- [Challenge]:
Pull out every line of the entries below that contains the word "canyon".

- [Exercise materials]:
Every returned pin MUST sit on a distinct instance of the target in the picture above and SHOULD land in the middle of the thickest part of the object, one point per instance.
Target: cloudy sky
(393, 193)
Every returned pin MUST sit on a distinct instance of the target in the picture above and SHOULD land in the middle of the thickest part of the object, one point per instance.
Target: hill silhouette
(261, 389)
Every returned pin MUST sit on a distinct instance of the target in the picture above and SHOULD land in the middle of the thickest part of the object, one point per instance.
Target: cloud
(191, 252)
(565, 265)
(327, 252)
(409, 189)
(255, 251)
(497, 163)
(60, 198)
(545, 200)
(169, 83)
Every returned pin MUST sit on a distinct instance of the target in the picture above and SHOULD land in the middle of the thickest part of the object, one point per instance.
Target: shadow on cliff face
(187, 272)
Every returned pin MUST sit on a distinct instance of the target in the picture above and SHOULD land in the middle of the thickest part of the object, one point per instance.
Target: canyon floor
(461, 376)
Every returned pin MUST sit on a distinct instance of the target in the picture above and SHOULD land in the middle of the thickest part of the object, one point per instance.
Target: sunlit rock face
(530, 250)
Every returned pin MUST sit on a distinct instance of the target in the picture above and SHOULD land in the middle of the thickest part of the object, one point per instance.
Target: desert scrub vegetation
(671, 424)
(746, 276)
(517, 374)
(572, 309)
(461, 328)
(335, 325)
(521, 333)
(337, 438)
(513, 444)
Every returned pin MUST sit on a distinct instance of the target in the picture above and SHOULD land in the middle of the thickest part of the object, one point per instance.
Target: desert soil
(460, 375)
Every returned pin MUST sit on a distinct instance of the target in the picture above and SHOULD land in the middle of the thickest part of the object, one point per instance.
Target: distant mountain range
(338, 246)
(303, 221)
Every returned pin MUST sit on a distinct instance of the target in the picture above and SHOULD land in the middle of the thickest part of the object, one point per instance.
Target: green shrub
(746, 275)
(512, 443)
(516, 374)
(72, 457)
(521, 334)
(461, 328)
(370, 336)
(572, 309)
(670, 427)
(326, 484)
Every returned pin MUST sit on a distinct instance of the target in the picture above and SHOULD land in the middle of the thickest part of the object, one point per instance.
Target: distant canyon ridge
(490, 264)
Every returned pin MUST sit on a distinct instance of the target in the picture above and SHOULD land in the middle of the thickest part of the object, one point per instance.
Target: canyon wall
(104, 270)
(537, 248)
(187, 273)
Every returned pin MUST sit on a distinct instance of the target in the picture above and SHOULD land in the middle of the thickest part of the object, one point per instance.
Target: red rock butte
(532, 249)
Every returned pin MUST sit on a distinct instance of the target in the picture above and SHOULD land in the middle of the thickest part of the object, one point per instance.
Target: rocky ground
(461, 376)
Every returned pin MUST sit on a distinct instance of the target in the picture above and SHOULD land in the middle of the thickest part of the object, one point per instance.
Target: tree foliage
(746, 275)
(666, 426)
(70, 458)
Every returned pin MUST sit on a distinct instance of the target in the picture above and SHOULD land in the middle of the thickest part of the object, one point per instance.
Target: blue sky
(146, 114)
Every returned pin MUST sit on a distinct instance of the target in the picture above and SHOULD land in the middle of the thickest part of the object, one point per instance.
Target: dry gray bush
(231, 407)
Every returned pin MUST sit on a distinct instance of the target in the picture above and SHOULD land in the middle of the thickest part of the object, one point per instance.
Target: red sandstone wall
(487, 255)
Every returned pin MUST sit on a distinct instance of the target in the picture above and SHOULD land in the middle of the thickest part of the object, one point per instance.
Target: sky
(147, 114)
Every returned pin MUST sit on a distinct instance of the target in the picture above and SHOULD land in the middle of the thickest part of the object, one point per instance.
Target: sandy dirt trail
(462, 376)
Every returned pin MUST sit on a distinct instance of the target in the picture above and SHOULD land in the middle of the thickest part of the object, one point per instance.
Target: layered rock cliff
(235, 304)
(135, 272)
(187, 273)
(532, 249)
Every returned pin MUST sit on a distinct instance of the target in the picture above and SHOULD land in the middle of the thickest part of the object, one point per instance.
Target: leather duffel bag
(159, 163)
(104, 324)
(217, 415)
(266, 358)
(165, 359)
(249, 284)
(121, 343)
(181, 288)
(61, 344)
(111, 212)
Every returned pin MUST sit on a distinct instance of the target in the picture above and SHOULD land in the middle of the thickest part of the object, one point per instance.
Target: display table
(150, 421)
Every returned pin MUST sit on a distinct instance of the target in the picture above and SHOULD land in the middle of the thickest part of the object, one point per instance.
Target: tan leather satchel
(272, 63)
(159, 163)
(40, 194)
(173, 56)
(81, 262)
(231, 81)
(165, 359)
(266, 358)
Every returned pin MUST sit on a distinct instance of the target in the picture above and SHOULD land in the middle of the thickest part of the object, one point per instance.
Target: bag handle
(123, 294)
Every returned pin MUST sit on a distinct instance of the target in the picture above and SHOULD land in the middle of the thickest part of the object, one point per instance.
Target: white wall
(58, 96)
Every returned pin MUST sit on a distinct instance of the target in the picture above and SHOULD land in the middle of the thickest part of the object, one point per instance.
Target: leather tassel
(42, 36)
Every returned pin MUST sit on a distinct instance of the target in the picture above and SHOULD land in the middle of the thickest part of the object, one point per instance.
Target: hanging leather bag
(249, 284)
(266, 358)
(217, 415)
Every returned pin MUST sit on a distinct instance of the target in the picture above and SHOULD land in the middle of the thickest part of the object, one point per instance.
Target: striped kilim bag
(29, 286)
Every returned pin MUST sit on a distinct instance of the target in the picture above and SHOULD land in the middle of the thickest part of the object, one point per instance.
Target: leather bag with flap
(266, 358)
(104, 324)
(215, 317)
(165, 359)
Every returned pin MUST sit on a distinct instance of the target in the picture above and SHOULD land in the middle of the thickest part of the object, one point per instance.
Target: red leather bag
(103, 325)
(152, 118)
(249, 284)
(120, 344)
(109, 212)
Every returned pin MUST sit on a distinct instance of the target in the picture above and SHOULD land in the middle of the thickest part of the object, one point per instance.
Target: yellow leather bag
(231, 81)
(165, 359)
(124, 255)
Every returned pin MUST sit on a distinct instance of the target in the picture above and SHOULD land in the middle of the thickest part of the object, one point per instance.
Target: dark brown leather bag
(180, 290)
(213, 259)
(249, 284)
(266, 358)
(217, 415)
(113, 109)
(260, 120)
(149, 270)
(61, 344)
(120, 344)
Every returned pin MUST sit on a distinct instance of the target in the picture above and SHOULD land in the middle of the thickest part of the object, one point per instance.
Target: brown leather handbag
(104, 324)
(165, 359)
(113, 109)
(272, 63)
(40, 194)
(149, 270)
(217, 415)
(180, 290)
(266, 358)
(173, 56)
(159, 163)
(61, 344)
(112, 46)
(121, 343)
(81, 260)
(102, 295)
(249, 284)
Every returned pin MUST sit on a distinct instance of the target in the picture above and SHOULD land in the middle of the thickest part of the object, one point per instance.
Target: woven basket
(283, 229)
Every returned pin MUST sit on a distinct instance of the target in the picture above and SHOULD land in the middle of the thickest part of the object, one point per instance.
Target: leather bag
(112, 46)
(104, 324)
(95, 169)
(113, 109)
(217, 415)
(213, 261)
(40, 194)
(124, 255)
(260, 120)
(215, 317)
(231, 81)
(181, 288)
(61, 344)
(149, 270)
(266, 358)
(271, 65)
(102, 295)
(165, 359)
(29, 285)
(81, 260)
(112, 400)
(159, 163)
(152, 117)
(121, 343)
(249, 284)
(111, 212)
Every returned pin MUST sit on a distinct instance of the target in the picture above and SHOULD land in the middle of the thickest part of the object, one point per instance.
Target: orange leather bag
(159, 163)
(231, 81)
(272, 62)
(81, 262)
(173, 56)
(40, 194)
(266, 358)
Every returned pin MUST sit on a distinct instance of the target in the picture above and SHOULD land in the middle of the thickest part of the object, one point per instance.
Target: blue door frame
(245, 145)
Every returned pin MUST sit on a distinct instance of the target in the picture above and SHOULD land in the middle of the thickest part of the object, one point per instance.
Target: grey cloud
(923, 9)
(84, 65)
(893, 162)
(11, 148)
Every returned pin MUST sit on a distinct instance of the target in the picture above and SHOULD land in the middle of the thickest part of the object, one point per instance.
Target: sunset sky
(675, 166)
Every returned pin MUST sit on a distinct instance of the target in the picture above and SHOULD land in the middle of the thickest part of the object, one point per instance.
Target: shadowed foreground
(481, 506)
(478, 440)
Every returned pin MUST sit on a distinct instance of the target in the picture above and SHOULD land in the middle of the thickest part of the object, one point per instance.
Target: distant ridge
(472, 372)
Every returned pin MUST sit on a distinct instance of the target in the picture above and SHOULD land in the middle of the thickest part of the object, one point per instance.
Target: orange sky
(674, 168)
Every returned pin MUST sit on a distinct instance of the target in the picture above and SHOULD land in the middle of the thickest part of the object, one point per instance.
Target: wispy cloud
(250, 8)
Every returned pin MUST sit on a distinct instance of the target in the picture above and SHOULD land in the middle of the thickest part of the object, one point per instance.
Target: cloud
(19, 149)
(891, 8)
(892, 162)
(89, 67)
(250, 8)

- [Correct answer]:
Target: canyon floor
Target: distant canyon ridge
Target: canyon wall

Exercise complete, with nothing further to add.